■ **Your goal**
Please collect every line in the data below that contains the string "minivan". Treat uppercase and lowercase as different.

********************

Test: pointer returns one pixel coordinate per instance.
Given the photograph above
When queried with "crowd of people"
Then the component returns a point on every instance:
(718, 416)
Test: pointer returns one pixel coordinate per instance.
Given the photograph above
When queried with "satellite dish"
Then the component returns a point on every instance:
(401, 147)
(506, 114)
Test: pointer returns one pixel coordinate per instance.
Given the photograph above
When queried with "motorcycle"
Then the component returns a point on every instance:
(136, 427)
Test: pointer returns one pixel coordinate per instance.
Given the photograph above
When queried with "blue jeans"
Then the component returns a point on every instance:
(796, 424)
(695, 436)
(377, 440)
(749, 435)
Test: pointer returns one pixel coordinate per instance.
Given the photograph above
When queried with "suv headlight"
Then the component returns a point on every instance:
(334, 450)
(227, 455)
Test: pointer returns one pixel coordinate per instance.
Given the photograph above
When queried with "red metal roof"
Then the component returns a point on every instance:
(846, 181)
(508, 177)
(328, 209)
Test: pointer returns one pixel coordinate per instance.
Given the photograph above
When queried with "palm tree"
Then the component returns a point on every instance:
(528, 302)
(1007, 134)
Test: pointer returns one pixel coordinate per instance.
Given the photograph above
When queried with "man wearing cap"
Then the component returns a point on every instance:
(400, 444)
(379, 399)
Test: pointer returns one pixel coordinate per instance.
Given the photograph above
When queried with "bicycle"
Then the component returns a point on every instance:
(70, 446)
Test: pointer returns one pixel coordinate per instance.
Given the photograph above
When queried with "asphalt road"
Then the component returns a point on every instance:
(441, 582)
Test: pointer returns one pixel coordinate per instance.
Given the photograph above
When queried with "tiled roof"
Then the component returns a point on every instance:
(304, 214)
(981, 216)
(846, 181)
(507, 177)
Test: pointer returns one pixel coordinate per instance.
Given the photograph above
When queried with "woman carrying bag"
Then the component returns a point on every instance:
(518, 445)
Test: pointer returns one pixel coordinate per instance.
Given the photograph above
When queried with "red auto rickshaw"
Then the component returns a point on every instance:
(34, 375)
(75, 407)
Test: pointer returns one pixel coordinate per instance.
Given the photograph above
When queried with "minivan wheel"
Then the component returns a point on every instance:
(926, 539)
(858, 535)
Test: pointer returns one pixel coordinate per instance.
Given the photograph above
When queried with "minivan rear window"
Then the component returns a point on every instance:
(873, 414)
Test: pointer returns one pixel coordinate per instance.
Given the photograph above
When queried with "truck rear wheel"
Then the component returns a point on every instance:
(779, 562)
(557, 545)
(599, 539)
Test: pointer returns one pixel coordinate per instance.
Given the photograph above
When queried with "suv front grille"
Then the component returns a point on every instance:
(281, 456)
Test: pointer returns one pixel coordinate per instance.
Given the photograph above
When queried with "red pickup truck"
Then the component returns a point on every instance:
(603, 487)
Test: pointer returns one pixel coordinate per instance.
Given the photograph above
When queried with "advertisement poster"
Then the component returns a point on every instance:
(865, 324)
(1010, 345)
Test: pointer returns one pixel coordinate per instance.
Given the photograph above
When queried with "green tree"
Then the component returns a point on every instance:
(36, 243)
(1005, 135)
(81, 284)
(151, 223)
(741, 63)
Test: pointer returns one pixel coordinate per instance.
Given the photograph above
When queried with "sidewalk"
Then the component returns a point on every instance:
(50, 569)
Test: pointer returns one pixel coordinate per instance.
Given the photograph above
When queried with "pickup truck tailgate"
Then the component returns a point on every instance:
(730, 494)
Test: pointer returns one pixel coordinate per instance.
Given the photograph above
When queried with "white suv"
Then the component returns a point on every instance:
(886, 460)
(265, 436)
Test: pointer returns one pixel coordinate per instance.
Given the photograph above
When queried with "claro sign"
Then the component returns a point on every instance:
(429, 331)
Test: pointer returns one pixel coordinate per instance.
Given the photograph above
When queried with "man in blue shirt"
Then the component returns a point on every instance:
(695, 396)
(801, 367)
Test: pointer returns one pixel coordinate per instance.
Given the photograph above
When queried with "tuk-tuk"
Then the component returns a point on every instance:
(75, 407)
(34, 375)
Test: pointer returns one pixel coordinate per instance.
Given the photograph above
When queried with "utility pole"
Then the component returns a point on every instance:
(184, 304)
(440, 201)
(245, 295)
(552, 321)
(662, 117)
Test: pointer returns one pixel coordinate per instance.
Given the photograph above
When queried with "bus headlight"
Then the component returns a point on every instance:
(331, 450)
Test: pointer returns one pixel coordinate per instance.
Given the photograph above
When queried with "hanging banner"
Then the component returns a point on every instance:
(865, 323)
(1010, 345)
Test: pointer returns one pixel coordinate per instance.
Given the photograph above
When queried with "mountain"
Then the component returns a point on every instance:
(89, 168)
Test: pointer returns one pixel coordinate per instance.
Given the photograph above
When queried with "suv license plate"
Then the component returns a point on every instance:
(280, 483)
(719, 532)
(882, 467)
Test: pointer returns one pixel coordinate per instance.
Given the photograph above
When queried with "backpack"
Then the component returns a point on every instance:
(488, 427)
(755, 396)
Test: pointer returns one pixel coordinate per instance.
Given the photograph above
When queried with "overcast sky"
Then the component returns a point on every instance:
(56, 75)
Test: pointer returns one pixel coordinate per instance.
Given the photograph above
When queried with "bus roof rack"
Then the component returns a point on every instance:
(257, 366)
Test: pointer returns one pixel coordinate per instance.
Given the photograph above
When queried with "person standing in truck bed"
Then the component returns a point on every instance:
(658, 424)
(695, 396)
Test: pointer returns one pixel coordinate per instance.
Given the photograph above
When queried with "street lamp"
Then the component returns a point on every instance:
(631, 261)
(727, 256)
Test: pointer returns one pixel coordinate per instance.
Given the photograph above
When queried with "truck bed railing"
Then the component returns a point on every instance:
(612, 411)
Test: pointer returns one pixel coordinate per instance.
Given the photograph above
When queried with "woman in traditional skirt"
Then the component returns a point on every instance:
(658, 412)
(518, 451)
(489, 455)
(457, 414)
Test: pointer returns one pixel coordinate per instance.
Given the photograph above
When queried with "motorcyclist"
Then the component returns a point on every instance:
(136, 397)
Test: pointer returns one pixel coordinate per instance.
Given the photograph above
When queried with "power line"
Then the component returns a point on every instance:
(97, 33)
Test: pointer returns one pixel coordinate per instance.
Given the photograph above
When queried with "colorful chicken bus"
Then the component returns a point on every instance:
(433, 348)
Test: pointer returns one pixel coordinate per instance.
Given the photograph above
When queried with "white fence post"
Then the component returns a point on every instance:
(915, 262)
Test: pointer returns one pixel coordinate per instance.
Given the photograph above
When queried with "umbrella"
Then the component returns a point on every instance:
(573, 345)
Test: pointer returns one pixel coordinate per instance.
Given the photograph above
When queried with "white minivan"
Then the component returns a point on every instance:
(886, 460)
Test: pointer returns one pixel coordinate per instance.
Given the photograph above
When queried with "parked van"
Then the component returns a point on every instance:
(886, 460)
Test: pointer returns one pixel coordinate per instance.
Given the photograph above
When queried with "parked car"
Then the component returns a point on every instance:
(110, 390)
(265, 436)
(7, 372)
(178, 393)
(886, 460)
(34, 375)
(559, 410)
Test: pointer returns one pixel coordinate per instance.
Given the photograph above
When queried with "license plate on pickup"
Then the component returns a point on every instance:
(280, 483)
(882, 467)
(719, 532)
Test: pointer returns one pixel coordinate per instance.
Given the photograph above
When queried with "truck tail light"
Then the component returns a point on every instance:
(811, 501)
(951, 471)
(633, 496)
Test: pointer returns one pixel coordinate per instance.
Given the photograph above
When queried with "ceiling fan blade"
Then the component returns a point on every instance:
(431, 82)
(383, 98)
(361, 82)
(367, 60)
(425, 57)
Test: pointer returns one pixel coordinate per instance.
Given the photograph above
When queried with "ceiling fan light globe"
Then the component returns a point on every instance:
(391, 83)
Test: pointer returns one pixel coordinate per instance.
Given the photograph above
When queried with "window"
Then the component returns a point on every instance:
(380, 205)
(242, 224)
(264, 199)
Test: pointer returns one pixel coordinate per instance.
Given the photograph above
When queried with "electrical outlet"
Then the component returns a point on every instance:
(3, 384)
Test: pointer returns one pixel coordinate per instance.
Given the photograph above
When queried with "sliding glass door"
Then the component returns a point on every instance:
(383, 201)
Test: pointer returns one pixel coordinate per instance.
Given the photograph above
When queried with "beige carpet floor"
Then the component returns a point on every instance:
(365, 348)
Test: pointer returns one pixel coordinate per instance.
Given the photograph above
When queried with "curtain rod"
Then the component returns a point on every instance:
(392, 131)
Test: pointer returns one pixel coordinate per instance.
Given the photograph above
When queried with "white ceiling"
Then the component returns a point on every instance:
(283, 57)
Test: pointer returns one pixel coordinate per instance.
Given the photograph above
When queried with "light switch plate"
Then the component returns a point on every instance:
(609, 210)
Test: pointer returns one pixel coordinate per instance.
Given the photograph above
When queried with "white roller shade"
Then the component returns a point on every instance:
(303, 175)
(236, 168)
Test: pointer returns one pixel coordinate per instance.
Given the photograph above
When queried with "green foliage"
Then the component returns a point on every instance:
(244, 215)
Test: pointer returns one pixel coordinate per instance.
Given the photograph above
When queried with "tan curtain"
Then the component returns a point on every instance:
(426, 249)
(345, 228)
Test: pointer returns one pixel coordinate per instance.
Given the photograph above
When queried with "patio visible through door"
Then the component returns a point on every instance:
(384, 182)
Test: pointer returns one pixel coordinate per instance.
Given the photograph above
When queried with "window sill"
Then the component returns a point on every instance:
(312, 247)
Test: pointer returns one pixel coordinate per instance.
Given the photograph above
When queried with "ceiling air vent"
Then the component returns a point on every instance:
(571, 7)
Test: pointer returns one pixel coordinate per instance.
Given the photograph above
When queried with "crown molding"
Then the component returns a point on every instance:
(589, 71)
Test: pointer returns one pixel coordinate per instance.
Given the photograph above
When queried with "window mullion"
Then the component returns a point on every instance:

********************

■ **Response to the exercise**
When queried with "minivan wheel"
When queried with "minivan rear window"
When queried with "white minivan"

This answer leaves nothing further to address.